● **PROBLEM REQUIREMENTS**
Repeat the material below exactly, line for line.

● **DATASET CONTENT**

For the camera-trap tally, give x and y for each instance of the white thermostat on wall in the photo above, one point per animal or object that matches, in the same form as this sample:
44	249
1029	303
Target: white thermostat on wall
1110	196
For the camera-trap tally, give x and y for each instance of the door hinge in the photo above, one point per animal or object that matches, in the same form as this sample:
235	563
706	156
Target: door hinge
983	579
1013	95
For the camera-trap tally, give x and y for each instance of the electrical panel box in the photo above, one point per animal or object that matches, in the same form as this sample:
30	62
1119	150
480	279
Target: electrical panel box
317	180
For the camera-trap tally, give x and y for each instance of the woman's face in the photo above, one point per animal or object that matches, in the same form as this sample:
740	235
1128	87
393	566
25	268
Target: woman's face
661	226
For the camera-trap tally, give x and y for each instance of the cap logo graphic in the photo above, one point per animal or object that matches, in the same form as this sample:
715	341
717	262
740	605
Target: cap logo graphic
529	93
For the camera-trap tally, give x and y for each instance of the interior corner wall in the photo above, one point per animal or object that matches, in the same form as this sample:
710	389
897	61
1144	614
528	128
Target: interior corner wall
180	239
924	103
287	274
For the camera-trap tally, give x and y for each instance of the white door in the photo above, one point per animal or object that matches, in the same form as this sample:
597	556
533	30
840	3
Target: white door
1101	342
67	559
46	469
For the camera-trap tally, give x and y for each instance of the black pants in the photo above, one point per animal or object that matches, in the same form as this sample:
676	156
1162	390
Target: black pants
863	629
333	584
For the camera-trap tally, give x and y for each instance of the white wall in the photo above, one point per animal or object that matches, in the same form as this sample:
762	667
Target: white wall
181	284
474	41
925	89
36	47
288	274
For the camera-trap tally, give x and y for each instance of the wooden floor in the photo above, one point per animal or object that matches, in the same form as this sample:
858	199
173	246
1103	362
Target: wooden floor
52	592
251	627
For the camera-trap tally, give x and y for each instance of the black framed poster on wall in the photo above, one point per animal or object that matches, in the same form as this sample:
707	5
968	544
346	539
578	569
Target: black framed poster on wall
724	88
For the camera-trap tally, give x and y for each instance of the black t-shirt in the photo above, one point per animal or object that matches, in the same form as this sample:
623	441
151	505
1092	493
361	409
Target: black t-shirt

● **RESPONSE**
For the camera-trap tally, give x and y for each instance of the white thermostat on wall in the photo above, one point per animal or object that matches, in the same form as this sample:
44	249
1029	303
Target: white thermostat on wall
1110	196
For the camera-trap tally, give x and y for each instance of the door hinge in the photo above, one point per animal or object that matches, in the same form as this sample:
235	563
706	156
Target: door hinge
983	579
1013	95
For the camera-trap tally, give x and y for each instance of the electrical panel box in the photo above, one point per animal or object that matches, in the same form as this sample:
30	62
1119	150
480	279
Target: electrical panel box
317	180
For the camera-trap tally, give x and y for each instance of the woman's face in the photo above, one point per animal or object that matches, in the same form as this sample:
740	235
1128	87
393	566
25	268
Target: woman's face
661	226
For the camera-trap tally, give x and y for each instance of the cap logo graphic in the photo above, one point per animal or object that matches, in the same form as this sample:
715	341
717	262
740	605
Target: cap logo graphic
529	93
For the camera-trap tally, give x and y for each instance of the interior corner wall in the photo above, one point per animal or object that matches, in the same form as this sample:
710	389
897	61
1144	614
528	128
Target: interior corner wall
180	239
924	103
287	274
For the camera-trap tally, give x and y for each instance of the white door in the photo above, one point per animal or object that matches, in the same form as this sample:
597	556
533	30
840	3
Target: white door
1101	342
67	559
46	469
For the camera-trap tally, give x and y for each instance of the black pants in the photo above, one point per animal or object that matches, in the same form as this sample:
676	156
1162	390
Target: black pants
863	629
333	584
For the camera-trap tally, give x and y for each instance of the white wall in the photo above, one point per animal or object that matches, in the same form as this sample:
762	667
Target: white wall
181	284
474	41
925	89
36	47
288	274
For the camera-trap tally, give x and y for each instance of the wooden floor in the photo above, one point per animal or object that matches, in the same form as this sample:
858	199
173	246
1103	362
Target: wooden floor
52	592
251	627
For the camera-trap tally, give x and y for each instance of the black framed poster on wall in the photo above, one point per animal or object that matches, in the same form as this sample:
707	5
968	544
346	539
578	569
Target: black framed poster on wall
724	88
For the camera-trap tally, give x and y for each instance of the black t-shirt in the photo above, one point per animal or object that matches, in the same form as this sample:
623	441
151	505
1092	493
361	409
Target: black t-shirt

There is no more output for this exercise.